--- start of Extract to read ---

Re: XML and required DTDs from Steven J. DeRose on 1996-09-17 (w3c-sgml-wg@w3.org from September 1996)

From: Steven J. DeRose <sjd@ebt.com>
Date: Tue, 17 Sep 1996 10:11:54 -0400
To: Charles@SGMLsource.com
Cc: Martin Bryan <mtbryan@sgml.u-net.com>, w3c-sgml-wg@w3.org
Message-Id: <2.2.32.19960917141154.006f5d34@kirk.ebt.com>

At 01:02 AM 09/17/96 GMT, Charles F. Goldfarb wrote:
>On Mon, 16 Sep 1996 16:52:44 -0400, "Steven J. DeRose" <sjd@ebt.com> wrote:
>
>>The only things blocking you from parsing one-entity minimal SGML document
>>without a DTD are:
>>
>>   a) Declared content (CDATA/RCDATA/EMPTY elements)
>>   b) The RE-ignoring rules.
>>
>Exactly! Just eliminate declared content and mixed content and you've
solved the
>problem. We don't need those constructs for XML, they are just forms of markup
>minimization parading under other names.

I don't see yet what mixed content has to do with it. I do see need for
keeping mixed content; it's just so messy to have to tag every
pseudo-element as a real element. The only difficulties with mixed content
are the whitespace treatment we've already decided has problems, and a few
cases of OMITTAG that will likely also go away in XML, right? Is there some
problem of mixed content that we aren't going to address another way already?

--- end of Extract to read ---
--- start of Given data ---

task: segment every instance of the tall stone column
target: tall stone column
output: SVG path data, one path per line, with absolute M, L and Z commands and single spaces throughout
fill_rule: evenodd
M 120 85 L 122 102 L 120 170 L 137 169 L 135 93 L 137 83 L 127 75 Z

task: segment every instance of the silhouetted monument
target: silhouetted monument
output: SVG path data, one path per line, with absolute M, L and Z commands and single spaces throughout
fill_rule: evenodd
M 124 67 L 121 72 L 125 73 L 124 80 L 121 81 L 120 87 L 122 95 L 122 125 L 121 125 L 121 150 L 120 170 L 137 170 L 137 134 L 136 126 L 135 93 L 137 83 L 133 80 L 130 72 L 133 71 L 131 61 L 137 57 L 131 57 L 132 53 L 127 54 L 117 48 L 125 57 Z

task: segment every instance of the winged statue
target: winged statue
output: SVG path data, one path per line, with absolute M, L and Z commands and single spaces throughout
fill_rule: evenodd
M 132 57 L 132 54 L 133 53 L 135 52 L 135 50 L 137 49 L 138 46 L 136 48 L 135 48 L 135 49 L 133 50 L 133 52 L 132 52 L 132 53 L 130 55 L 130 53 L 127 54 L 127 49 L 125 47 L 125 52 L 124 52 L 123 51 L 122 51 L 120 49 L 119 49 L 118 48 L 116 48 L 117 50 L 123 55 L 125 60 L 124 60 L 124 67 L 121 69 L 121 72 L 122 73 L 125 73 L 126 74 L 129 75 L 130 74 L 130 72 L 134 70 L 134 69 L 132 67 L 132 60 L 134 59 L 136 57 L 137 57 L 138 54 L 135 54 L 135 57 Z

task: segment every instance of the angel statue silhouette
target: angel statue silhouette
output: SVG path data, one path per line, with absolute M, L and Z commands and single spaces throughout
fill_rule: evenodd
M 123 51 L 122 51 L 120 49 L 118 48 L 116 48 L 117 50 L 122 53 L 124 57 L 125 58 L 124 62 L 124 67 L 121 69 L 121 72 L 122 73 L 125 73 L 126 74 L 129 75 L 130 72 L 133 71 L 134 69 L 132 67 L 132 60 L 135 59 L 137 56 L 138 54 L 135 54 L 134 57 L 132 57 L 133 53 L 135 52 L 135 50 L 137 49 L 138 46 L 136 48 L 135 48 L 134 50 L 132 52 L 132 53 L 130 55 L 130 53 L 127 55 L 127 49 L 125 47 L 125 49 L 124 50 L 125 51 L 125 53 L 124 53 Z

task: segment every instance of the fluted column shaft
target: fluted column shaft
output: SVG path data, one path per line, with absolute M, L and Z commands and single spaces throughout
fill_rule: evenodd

--- end of Given data ---

_Aim of the exercise_.
Write out, word for word, the part of the mailing-list message that begins at the words "From: Steven J." and stops after "content (CDATA/RCDATA/EMPTY elements)". The records have nothing to do with this.

_Result_.
From: Steven J. DeRose <sjd@ebt.com>
Date: Tue, 17 Sep 1996 10:11:54 -0400
To: Charles@SGMLsource.com
Cc: Martin Bryan <mtbryan@sgml.u-net.com>, w3c-sgml-wg@w3.org
Message-Id: <2.2.32.19960917141154.006f5d34@kirk.ebt.com>

At 01:02 AM 09/17/96 GMT, Charles F. Goldfarb wrote:
>On Mon, 16 Sep 1996 16:52:44 -0400, "Steven J. DeRose" <sjd@ebt.com> wrote:
>
>>The only things blocking you from parsing one-entity minimal SGML document
>>without a DTD are:
>>
>>   a) Declared content (CDATA/RCDATA/EMPTY elements)